MATERIAL FOR THIS TASK
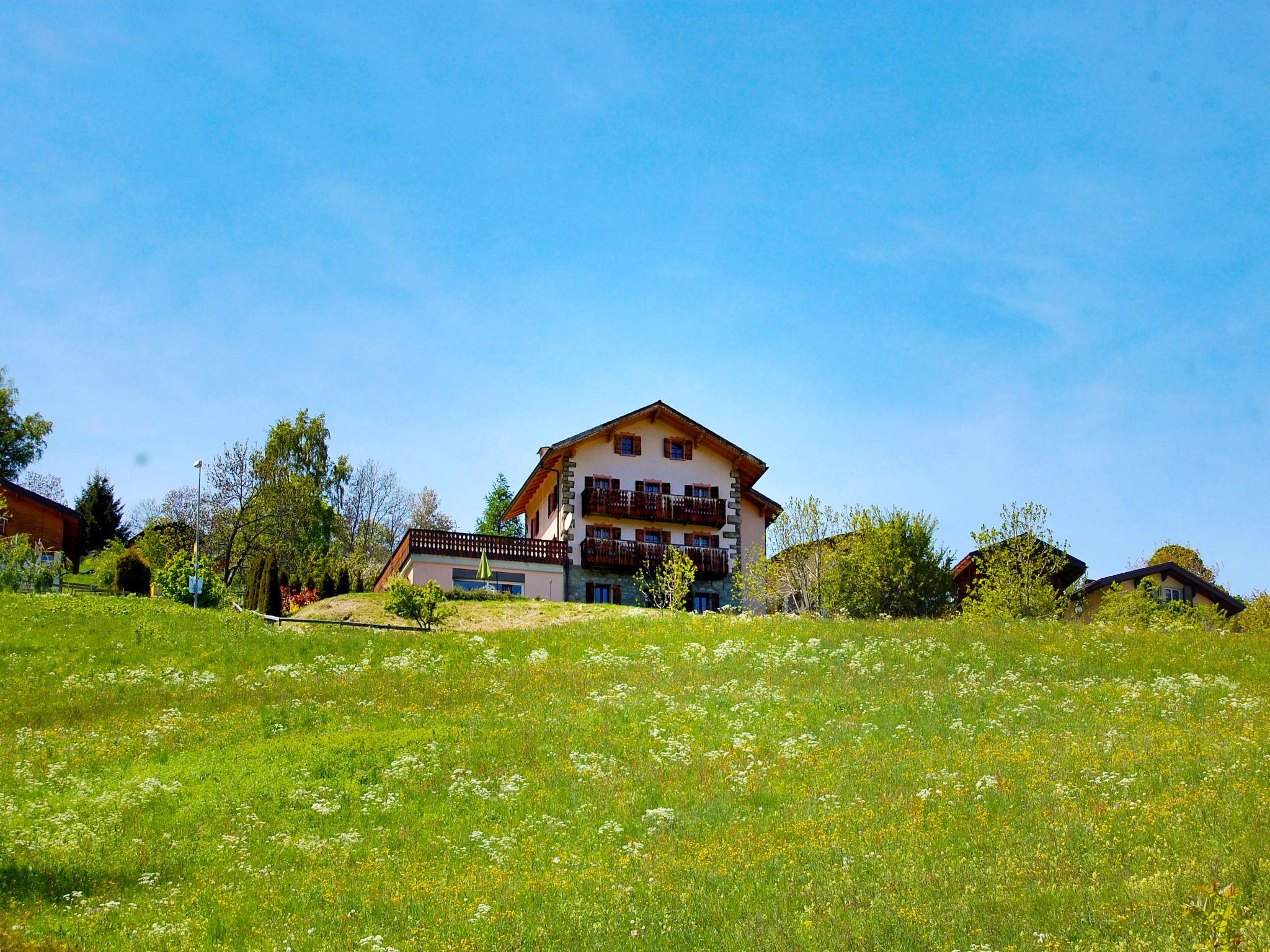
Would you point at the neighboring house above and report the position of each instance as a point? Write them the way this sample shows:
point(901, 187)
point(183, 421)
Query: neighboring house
point(51, 524)
point(1176, 584)
point(606, 503)
point(966, 573)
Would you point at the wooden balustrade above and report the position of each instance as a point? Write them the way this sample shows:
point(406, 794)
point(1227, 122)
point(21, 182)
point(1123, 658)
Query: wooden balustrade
point(619, 553)
point(470, 545)
point(654, 507)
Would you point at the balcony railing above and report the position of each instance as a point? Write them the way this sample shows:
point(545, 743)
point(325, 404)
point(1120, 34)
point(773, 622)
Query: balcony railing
point(470, 545)
point(616, 553)
point(654, 507)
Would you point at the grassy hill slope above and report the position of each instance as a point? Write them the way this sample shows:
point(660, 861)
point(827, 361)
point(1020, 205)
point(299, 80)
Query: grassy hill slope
point(172, 780)
point(469, 616)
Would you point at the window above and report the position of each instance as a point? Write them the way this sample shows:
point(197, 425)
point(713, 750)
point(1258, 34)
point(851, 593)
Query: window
point(507, 583)
point(677, 448)
point(705, 601)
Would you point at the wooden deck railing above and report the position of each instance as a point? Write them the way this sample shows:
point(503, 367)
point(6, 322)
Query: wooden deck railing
point(470, 545)
point(618, 553)
point(654, 507)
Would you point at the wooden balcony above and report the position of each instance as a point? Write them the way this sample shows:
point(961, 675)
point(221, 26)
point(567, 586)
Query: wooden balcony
point(654, 507)
point(618, 553)
point(470, 545)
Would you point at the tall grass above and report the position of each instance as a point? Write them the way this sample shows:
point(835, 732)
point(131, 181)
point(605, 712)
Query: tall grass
point(174, 780)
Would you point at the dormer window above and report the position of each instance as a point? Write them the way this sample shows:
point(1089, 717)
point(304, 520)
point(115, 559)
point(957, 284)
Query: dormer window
point(677, 448)
point(626, 444)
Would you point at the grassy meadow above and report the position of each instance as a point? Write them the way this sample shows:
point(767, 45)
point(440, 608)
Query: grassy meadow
point(173, 780)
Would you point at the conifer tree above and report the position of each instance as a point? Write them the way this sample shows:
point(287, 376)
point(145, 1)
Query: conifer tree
point(271, 589)
point(100, 513)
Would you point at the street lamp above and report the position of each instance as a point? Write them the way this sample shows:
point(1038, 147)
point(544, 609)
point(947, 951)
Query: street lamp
point(198, 519)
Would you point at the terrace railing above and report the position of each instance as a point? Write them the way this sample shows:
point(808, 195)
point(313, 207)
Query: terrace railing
point(654, 507)
point(470, 545)
point(619, 553)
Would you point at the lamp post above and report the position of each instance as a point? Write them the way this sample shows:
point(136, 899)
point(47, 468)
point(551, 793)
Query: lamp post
point(198, 526)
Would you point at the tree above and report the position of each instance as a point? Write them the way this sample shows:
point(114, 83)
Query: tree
point(301, 485)
point(889, 564)
point(133, 574)
point(1018, 564)
point(497, 500)
point(239, 521)
point(427, 513)
point(100, 513)
point(804, 537)
point(671, 582)
point(1255, 617)
point(424, 606)
point(43, 484)
point(22, 438)
point(1186, 558)
point(270, 597)
point(373, 507)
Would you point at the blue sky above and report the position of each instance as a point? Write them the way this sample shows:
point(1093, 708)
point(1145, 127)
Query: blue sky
point(934, 255)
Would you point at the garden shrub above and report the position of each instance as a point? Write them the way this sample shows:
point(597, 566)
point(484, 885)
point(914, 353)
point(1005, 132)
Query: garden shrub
point(133, 574)
point(173, 582)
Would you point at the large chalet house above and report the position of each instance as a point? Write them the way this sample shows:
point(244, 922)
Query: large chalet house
point(606, 503)
point(50, 524)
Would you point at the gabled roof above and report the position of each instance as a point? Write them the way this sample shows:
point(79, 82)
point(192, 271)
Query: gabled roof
point(35, 496)
point(748, 466)
point(1072, 570)
point(1225, 601)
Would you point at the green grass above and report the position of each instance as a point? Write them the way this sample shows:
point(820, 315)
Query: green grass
point(469, 616)
point(172, 780)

WHAT YOU WILL DO
The result should be the same data as above, line for line, with the pictures gone.

SOLVED PROBLEM
Would you point at the neighboring house above and report the position of each instance as a point? Write them the way this sample shows:
point(901, 187)
point(183, 421)
Query: neighboring house
point(51, 524)
point(1176, 584)
point(606, 503)
point(966, 573)
Would you point at the wooden balustrade above and report the position of each instance as a point? Write them the way this sample shows:
point(406, 794)
point(1227, 122)
point(21, 182)
point(1123, 658)
Query: wooden balustrade
point(619, 553)
point(470, 545)
point(654, 507)
Would you point at the balcony railing above and report the position of each instance as a point? Write them the way this sample shows:
point(545, 743)
point(325, 404)
point(1120, 34)
point(773, 622)
Query: balcony railing
point(470, 545)
point(616, 553)
point(654, 507)
Would you point at the grassy hill slope above and report the position of each instance as a point? Write them the way this sample shows:
point(660, 861)
point(827, 361)
point(1020, 205)
point(299, 80)
Query: grassy hill slope
point(172, 780)
point(469, 616)
Would you point at the window above and report the position of each instance as a point? Write them the way this sample shows:
point(197, 425)
point(713, 750)
point(1258, 34)
point(851, 593)
Query: window
point(507, 583)
point(677, 448)
point(705, 601)
Would you point at the wooden deck railing above and report the position of each instance as a point? Write them the way this sample shows:
point(503, 367)
point(6, 322)
Query: wooden deck railing
point(470, 545)
point(618, 553)
point(654, 507)
Would you point at the wooden balcony above and report the position of each instance as a point? Write them the way this sample shows:
point(961, 675)
point(221, 26)
point(567, 586)
Query: wooden balcony
point(654, 507)
point(618, 553)
point(470, 545)
Would you point at the tall grass above and report the position of each instance as a point? Write them the way this sample shows:
point(835, 732)
point(131, 181)
point(605, 712)
Query: tall grass
point(174, 780)
Would you point at the dormer window above and report the position of each instance as a point? Write them the way this sample shows:
point(1089, 717)
point(304, 520)
point(115, 559)
point(957, 284)
Query: dormer window
point(677, 448)
point(626, 444)
Would you point at the grassy meadow above and report the position of each instance as a point? Write them the way this sample shows:
point(767, 45)
point(440, 608)
Query: grassy meadow
point(173, 780)
Would you point at the conifer tree above and report the position of each instance as a point? Write them the way this sample shows:
point(287, 376)
point(145, 1)
Query: conifer tree
point(271, 589)
point(100, 513)
Would you point at the street lamp above and report the position of each instance as a point? Write them the way this sample shows:
point(1038, 147)
point(544, 609)
point(947, 951)
Query: street lamp
point(198, 519)
Would you point at the terrace railing above and report the position of each instance as a point? Write them the way this sample shows:
point(808, 195)
point(313, 207)
Query: terrace railing
point(654, 507)
point(470, 545)
point(619, 553)
Would you point at the lamp post above and report the position of each instance as a point? Write them the way this sample shows:
point(136, 899)
point(47, 468)
point(551, 793)
Query: lamp post
point(198, 526)
Would you point at the tree above and report the position of each instance as a point? Write them the way this sample shows:
point(114, 83)
Query: tree
point(301, 485)
point(889, 564)
point(133, 574)
point(1018, 564)
point(497, 500)
point(239, 521)
point(427, 513)
point(100, 513)
point(804, 537)
point(671, 582)
point(1255, 617)
point(424, 606)
point(43, 484)
point(22, 438)
point(1186, 558)
point(270, 597)
point(373, 507)
Would you point at the blue sky above and report the position of each instance as a point? Write them the way this sample shows:
point(1093, 708)
point(1145, 127)
Query: blue sky
point(934, 255)
Would you point at the garden shrub above and report the position of each instance as a point? Write them the way this sample shows:
point(597, 566)
point(484, 885)
point(914, 353)
point(1005, 132)
Query: garden shrub
point(133, 574)
point(173, 582)
Would you point at the large chalet house above and report the position of each instance as a point? Write them the way this sample shows:
point(244, 922)
Query: large chalet house
point(606, 503)
point(50, 524)
Would you point at the gabled roof above and report the position of each instance as a point? Write them the way this sample shows:
point(79, 82)
point(192, 271)
Query: gabled roof
point(35, 496)
point(748, 466)
point(1072, 570)
point(1225, 601)
Would you point at the green grass above and report the position of each instance as a point? Write them the way this sample shows:
point(820, 315)
Query: green grass
point(469, 616)
point(172, 780)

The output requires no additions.